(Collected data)
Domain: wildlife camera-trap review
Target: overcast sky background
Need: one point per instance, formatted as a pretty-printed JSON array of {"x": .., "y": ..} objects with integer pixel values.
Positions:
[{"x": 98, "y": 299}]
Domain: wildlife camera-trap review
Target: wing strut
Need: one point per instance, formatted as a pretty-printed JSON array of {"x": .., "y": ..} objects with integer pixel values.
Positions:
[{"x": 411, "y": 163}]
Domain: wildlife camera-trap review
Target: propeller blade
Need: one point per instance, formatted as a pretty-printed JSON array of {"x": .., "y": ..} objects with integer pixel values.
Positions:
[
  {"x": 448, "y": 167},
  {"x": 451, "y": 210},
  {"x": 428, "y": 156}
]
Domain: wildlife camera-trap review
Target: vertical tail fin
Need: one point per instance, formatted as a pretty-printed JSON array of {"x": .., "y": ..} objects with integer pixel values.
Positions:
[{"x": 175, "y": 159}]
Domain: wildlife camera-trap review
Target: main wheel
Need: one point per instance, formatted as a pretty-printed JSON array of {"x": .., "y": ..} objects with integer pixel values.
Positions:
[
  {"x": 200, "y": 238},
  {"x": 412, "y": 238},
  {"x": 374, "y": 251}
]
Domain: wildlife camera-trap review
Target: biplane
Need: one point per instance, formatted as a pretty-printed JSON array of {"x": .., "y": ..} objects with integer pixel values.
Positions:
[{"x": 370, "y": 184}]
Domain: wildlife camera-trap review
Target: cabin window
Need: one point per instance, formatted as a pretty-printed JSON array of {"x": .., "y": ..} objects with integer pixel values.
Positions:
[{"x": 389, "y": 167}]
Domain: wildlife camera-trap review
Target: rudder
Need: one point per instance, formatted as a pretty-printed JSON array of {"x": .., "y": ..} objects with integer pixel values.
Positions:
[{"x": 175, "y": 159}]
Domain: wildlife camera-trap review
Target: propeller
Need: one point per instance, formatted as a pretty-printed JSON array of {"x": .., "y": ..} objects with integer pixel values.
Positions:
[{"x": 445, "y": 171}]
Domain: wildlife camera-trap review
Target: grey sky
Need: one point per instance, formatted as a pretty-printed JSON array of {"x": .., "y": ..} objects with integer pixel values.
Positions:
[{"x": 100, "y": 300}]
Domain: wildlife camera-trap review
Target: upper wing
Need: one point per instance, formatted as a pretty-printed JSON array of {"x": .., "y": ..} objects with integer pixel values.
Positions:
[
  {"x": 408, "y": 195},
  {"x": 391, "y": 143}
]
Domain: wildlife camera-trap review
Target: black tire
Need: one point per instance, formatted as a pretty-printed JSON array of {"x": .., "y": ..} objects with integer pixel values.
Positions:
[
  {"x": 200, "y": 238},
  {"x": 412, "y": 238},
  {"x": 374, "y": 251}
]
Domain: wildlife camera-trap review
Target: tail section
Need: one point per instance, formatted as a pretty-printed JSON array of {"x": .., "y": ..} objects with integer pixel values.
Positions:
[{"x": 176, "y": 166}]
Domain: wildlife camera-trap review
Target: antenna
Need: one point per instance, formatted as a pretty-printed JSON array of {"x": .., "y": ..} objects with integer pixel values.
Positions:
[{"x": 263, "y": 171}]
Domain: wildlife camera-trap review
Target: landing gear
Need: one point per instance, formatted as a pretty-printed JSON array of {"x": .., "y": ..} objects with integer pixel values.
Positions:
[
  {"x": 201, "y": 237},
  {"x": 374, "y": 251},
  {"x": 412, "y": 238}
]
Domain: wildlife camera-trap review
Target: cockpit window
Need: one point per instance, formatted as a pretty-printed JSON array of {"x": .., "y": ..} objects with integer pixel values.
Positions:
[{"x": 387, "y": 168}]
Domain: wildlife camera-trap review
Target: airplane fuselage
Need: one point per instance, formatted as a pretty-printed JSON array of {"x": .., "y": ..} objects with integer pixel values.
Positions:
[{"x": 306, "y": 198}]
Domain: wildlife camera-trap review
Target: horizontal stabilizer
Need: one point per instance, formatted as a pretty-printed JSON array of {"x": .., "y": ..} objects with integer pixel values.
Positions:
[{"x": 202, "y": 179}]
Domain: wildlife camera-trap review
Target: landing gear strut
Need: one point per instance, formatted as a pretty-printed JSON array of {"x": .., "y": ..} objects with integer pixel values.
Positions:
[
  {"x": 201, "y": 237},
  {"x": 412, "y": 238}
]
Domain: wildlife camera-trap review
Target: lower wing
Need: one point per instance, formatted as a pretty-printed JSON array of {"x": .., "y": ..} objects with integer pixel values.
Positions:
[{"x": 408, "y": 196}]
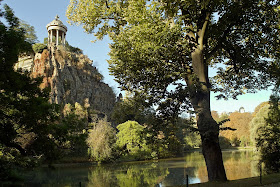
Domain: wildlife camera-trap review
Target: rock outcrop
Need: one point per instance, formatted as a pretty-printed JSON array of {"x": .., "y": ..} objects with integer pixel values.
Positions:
[{"x": 72, "y": 78}]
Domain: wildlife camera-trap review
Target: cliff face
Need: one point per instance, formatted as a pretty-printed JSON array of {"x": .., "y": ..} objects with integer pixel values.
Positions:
[{"x": 72, "y": 78}]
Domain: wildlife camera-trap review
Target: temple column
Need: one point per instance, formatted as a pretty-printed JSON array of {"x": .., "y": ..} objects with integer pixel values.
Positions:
[
  {"x": 57, "y": 36},
  {"x": 51, "y": 37},
  {"x": 63, "y": 39}
]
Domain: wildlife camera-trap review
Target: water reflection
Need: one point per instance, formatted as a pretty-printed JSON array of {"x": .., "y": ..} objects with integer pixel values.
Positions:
[{"x": 166, "y": 172}]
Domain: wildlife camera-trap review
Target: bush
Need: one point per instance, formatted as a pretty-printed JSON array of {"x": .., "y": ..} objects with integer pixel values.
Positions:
[
  {"x": 268, "y": 139},
  {"x": 132, "y": 141},
  {"x": 39, "y": 47},
  {"x": 101, "y": 141},
  {"x": 224, "y": 142}
]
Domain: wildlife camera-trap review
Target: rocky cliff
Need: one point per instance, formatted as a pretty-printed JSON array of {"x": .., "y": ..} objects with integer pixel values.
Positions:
[{"x": 71, "y": 77}]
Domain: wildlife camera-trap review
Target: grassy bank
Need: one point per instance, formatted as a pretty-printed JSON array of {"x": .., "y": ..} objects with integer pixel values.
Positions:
[{"x": 254, "y": 181}]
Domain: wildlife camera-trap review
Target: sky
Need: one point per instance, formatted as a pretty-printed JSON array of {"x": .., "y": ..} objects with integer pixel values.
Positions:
[{"x": 39, "y": 13}]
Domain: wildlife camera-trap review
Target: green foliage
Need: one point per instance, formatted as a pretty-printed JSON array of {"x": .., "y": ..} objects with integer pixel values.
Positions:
[
  {"x": 101, "y": 142},
  {"x": 258, "y": 121},
  {"x": 133, "y": 109},
  {"x": 72, "y": 49},
  {"x": 268, "y": 139},
  {"x": 192, "y": 140},
  {"x": 224, "y": 142},
  {"x": 38, "y": 47},
  {"x": 131, "y": 140}
]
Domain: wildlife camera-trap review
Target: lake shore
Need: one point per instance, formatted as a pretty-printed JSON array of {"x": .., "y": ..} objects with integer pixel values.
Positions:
[{"x": 271, "y": 180}]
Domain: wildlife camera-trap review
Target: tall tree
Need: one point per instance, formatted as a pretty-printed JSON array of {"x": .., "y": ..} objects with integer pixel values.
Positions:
[{"x": 163, "y": 49}]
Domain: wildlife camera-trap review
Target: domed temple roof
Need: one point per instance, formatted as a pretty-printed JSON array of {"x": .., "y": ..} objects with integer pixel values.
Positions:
[{"x": 56, "y": 24}]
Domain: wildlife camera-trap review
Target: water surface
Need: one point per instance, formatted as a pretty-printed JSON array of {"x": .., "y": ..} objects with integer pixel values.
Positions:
[{"x": 164, "y": 172}]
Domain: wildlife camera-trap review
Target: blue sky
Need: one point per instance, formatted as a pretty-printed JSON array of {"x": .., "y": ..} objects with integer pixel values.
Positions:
[{"x": 39, "y": 13}]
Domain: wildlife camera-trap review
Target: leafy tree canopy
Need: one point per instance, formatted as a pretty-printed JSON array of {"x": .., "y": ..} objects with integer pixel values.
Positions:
[{"x": 268, "y": 137}]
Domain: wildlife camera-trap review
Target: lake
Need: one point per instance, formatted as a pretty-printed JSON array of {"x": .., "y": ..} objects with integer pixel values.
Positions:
[{"x": 163, "y": 172}]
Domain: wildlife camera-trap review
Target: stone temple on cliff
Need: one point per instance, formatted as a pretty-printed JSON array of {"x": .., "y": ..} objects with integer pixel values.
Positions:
[
  {"x": 56, "y": 33},
  {"x": 70, "y": 75}
]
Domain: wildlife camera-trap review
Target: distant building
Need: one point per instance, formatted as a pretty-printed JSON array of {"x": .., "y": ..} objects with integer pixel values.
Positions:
[{"x": 241, "y": 110}]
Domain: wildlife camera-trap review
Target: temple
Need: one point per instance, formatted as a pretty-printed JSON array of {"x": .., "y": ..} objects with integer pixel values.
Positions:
[{"x": 56, "y": 33}]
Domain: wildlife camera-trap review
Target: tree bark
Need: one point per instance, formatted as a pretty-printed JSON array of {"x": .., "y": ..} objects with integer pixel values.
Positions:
[{"x": 207, "y": 126}]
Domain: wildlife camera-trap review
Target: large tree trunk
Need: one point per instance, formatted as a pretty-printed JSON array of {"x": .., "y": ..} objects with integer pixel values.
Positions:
[
  {"x": 211, "y": 150},
  {"x": 207, "y": 126}
]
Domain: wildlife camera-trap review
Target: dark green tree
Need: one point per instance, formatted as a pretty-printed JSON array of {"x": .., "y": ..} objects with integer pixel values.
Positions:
[
  {"x": 268, "y": 139},
  {"x": 162, "y": 44}
]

What you are asked to do |
Among the lines above, which hold the word "strut"? Report each one.

Expected answer |
Target: wing strut
Target: landing gear strut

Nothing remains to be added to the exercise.